═══ TEKS BACAAN
POLITIKACEH.CO | Jakarta – Banyaknya kasus yang menimpa para birokrat dan pejabat penyelenggara negara saat ini seperti kasus Bupati di Klaten dan Bupati Katingan adalah potret kecil dari kasus-kasus yang menyangkut pelanggaran etik penyelenggara negara. Ini menjadi momentum Komite I Dewan Perwakilan Daerah (DPD) RI dalam menyusun RUU tentang Etika Penyelenggaraan Negara.
Hal tersebut tertuang dalam Rapat Dengar Pendapat di Ruang Rapat Komite I Komplek Parlemen Senayan Jakarta, Rabu (25/1/2017).
Hadir dalam rapat dengar pendapat tersebut Ketua Komite I DPD RI Ahmad Muqowam dan anggota Komite I DPD, Yudi Latif Phd, Ketua Pusat Studi Islam dan Kenegaraan-Indonesia (PSIK-Indonesia) dan Direktur Eksekutif, Reform Institute dan Enceng Shobirin Nadj, peneliti dan pengamat sosial politik dari Lembaga Penelitian, Pendidikan dan Penerangan Ekonomi dan Sosial (LP3ES).
Menurut Muqowam, bahwa dalam renstra tahun 2017 antara Baleg DPR, DPD, dan Pemerintah untuk melibatkan DPD dalam menggarap beberapa RUU inisiatif DPD, salah satunya yang menjadi domain Komite I saat ini yaitu RUU tentang Etika Penyelenggaraan Negara dan RUU tentang Penyelenggaraan Pemerintahan di Wilayah Kepulauan. “Komite I DPD akan targetkan agar dapat selesai di masa sidang 2017 ini,” jelas mantan Ketua Komisi V DPR RI.
Sementara itu, Yudi Latif menyatakan saat ini tatanan dalam ruang publik saat ini mengalami penurunan seolah olah tatanan kita tidak mampu mengatasi konflik berbagai disinformasi hoax dimana-mana. Menurutnya etika meski berdasarkan nilai-nilai agama tetapi harus dibedakan, tidak bisa satu nilai atau agama tertentu dipaksakan menjadi tata nilai harus ada konsensus dan mengkristal pada pancasila atau turunan dari nilai moral Pancasila.
══════
═══ DAFTAR ENTRI
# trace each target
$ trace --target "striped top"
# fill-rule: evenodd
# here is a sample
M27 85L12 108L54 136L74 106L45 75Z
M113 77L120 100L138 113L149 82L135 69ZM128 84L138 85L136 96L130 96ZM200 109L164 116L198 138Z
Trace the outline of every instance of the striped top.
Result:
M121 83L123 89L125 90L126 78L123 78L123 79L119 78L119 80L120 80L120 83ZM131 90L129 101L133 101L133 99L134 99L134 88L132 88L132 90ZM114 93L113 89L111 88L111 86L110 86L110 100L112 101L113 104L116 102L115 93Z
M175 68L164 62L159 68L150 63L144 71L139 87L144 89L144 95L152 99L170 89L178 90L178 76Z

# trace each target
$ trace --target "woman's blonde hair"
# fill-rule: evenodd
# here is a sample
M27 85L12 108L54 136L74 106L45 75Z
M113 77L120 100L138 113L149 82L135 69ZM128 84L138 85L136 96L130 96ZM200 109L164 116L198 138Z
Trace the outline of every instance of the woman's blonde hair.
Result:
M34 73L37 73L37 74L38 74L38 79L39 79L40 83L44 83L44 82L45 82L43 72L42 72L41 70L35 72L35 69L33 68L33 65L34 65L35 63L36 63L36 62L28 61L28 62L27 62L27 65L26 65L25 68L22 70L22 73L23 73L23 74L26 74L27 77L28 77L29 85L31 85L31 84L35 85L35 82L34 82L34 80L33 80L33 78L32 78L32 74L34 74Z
══════
### LATIHAN 1
Sebutkan nama semua orang yang disebut secara lengkap dalam berita tentang RUU Etika Penyelenggaraan Negara.
### LATIHAN 2
Salinlah dengan tepat bagian berita tentang RUU Etika Penyelenggaraan Negara, mulai dari "Menurut Muqowam, bahwa" sampai dengan "nilai moral Pancasila.".
### LATIHAN 3
Tuliskan bagian lanjutan berita tentang RUU Etika Penyelenggaraan Negara, dimulai setelah kalimat terakhir yang tercantum.
Entri tersebut tidak berperan sama sekali dalam latihan ini.

### JAWABAN LATIHAN 1
Ahmad Muqowam, Yudi Latif, Enceng Shobirin Nadj

### JAWABAN LATIHAN 2
Menurut Muqowam, bahwa dalam renstra tahun 2017 antara Baleg DPR, DPD, dan Pemerintah untuk melibatkan DPD dalam menggarap beberapa RUU inisiatif DPD, salah satunya yang menjadi domain Komite I saat ini yaitu RUU tentang Etika Penyelenggaraan Negara dan RUU tentang Penyelenggaraan Pemerintahan di Wilayah Kepulauan. “Komite I DPD akan targetkan agar dapat selesai di masa sidang 2017 ini,” jelas mantan Ketua Komisi V DPR RI.
Sementara itu, Yudi Latif menyatakan saat ini tatanan dalam ruang publik saat ini mengalami penurunan seolah olah tatanan kita tidak mampu mengatasi konflik berbagai disinformasi hoax dimana-mana. Menurutnya etika meski berdasarkan nilai-nilai agama tetapi harus dibedakan, tidak bisa satu nilai atau agama tertentu dipaksakan menjadi tata nilai harus ada konsensus dan mengkristal pada pancasila atau turunan dari nilai moral Pancasila.

### JAWABAN LATIHAN 3
“Saya kira perlu RUU tentang Etika Penyelenggaraan Negara, di setiap instansi dan lembaga apapun ada kode etiknya yang membatasi perilaku dalam hal ini penyelenggara negara, bahkan perlu dibentuk mahkamah etik untuk menilai dan memberikan sanksi yang tepat setiap pelanggaran perilaku penyelenggara negara, saat ini kita belum ada landasan hukum yang tepat yang mendasari pelanggaran etika tersebut,” jelasnya.
Senada dengan hal tersebut, Enceng Shobirin mengatakan, bahwa dalam mengatur aparatur penyelenggara negara agar mereka bisa menjalankan fungsi sesuai tata aturan dari norma diperlukan menjadi hukum positif.
“Undang-Undang ini tidak lepas dari mengatur dan membatasi/sanksi, Undang-Undang ini harus berkonstribusi demi kelangsungan dari para penyelenggara negara ini sendiri, kajian undang-undang yang terkait harus lebih serius dan mendalam, sebelum berbicara ke aturan-aturan yang lebih tarurai. Bicara hukum dan kebijakan ada tiga unsur yaitu konten, struktur, dan kultur, etika ada di wilayah kultur maka dia harus ditransformasikan ke dalam konten dahulu,” tandasnya. ||(Obsessionnews.com)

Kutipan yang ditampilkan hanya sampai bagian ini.